Shortlisted for Irish Book Award: Children’s Book of the Year
Shortlisted for Sheffield Children’s Book Award 2011
Shortlisted for Hull Children’s Book Award 2011
Winner : Children’s Book of the Year 2011 (Slovakia)
Longlisted for UK Literacy Assocation Children’s Book of the Year 2012
Longlisted for the 2012 Carnegie Medal
Eight year-old Noah’s problems seem easier to deal with if he doesn’t think about them. So he runs away, taking an untrodden path through the forest.
Before long he comes across a shop. But this is no ordinary shop. It is a toy shop full of the most amazing toys and brimming with the most wonderful magic. And here Noah meets a very unusual toymaker.
The toymaker has a story to tell and it’s a story of adventure and wonder and broken promises. He takes Noah on a journey. A journey that will change his life.
And it could change yours too.
Reviews:
“Timeless and imaginative. I don’t know how Boyne does it but his story is incredibly resonant.”

*Exercise task 1*. Restate the part of the book description that opens with "Shortlisted for Irish" and closes with "change yours too.", putting "clockmaker" wherever "toymaker" appears.
*Exercise task 2*.
Answer these questions from the book description.
(a) How old is Noah?
(b) In which country did the book win Children's Book of the Year 2011?
(c) For which 2012 medal was the book longlisted?

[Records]

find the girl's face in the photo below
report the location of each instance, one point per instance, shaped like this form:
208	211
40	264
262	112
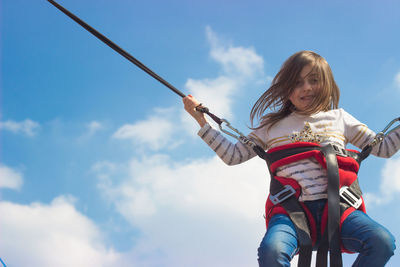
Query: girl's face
306	89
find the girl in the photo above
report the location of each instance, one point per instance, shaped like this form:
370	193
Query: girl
304	100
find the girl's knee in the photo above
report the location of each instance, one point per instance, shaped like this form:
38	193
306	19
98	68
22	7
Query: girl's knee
383	241
273	255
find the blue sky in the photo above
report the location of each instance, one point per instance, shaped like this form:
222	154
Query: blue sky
100	165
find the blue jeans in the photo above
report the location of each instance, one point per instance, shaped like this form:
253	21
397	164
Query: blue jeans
359	233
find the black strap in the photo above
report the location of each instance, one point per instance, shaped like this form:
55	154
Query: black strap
335	253
331	238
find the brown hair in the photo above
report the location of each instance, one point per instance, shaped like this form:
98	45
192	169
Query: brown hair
276	98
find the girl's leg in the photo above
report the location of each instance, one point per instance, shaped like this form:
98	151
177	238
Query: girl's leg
374	243
279	244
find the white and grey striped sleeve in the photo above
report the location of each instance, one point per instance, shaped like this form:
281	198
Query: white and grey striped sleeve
229	152
361	136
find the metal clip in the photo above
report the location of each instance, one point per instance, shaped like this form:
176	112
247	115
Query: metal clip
349	197
339	151
381	135
282	195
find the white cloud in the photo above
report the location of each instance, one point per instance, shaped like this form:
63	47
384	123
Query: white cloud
192	212
235	60
51	235
27	127
154	132
10	178
93	127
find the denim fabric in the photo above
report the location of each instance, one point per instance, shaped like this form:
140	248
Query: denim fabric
359	233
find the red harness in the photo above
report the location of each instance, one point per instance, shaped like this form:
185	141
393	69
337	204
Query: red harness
342	167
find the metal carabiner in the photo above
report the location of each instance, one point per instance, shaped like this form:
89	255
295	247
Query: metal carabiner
381	135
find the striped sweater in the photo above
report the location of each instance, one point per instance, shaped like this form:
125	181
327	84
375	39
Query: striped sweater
335	126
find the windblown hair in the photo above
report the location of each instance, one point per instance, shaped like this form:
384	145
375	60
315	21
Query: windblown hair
276	98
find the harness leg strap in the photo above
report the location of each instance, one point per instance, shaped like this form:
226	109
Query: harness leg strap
335	254
299	219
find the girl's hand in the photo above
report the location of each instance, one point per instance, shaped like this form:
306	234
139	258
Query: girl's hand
190	104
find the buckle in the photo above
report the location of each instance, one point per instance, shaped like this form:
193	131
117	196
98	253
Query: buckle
282	195
349	197
340	151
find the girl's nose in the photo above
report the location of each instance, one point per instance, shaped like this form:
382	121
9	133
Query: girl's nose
307	86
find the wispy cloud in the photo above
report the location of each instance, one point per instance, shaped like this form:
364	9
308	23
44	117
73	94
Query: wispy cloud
10	178
93	127
44	233
155	132
236	61
169	200
203	199
26	127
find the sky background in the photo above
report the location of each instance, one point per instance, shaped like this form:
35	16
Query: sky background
100	165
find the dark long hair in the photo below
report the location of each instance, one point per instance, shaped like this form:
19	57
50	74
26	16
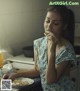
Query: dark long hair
67	17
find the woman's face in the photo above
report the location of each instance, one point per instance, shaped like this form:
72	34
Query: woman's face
53	23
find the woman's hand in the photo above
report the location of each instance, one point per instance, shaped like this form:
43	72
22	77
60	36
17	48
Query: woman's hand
52	39
10	76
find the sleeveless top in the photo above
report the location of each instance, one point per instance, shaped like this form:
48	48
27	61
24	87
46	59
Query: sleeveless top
66	54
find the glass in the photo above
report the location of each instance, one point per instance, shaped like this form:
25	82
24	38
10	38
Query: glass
1	60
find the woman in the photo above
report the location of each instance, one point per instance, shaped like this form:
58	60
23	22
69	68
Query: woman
53	54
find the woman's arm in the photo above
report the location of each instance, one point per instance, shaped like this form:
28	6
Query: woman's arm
27	73
53	71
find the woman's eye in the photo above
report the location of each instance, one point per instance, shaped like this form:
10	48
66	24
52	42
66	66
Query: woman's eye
47	21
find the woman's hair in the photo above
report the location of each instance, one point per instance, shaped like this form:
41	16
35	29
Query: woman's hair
68	18
62	10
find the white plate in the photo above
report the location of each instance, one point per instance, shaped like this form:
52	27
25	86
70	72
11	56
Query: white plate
21	82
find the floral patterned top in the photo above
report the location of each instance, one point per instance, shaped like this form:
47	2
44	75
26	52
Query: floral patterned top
66	53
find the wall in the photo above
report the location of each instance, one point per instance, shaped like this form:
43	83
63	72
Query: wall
21	21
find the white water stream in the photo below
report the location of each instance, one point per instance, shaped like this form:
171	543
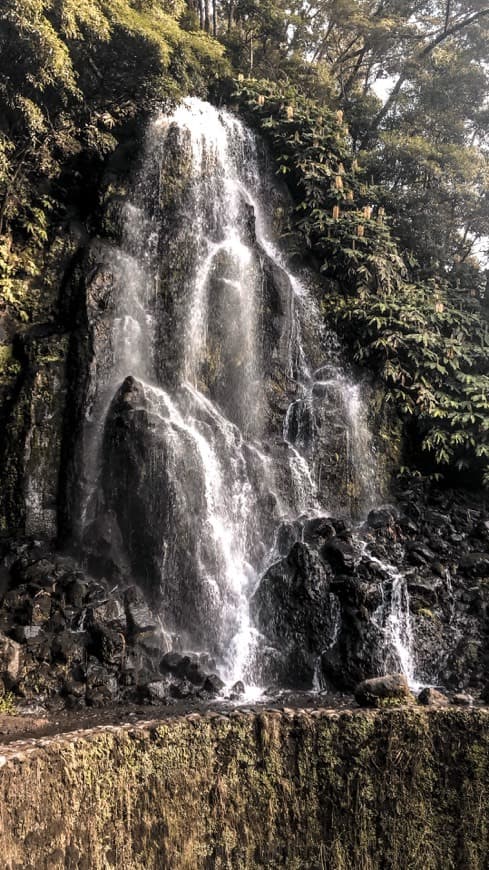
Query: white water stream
212	419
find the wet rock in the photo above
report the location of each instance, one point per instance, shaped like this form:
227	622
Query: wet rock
76	591
419	553
237	691
70	647
384	516
287	535
171	662
101	686
11	660
383	691
157	690
424	589
462	699
213	685
475	564
112	614
24	633
294	610
108	645
340	554
139	616
430	697
318	529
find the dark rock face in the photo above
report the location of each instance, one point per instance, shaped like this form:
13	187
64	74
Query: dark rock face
429	697
68	638
383	691
295	611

*Complete answer 1*.
Shortlisted for Irish Book Award: Children’s Book of the Year
Shortlisted for Sheffield Children’s Book Award 2011
Shortlisted for Hull Children’s Book Award 2011
Winner : Children’s Book of the Year 2011 (Slovakia)
Longlisted for UK Literacy Assocation Children’s Book of the Year 2012
Longlisted for the 2012 Carnegie Medal
Eight year-old Noah’s problems seem easier to deal with if he doesn’t think about them. So he runs away, taking an untrodden path through the forest.
Before long he comes across a shop. But this is no ordinary shop. It is a toy shop full of the most amazing toys and brimming with the most wonderful magic. And here Noah meets a very unusual clockmaker.
The clockmaker has a story to tell and it’s a story of adventure and wonder and broken promises. He takes Noah on a journey. A journey that will change his life.
And it could change yours too.

*Complete answer 2*.
(a) Eight years old.
(b) Slovakia.
(c) The Carnegie Medal.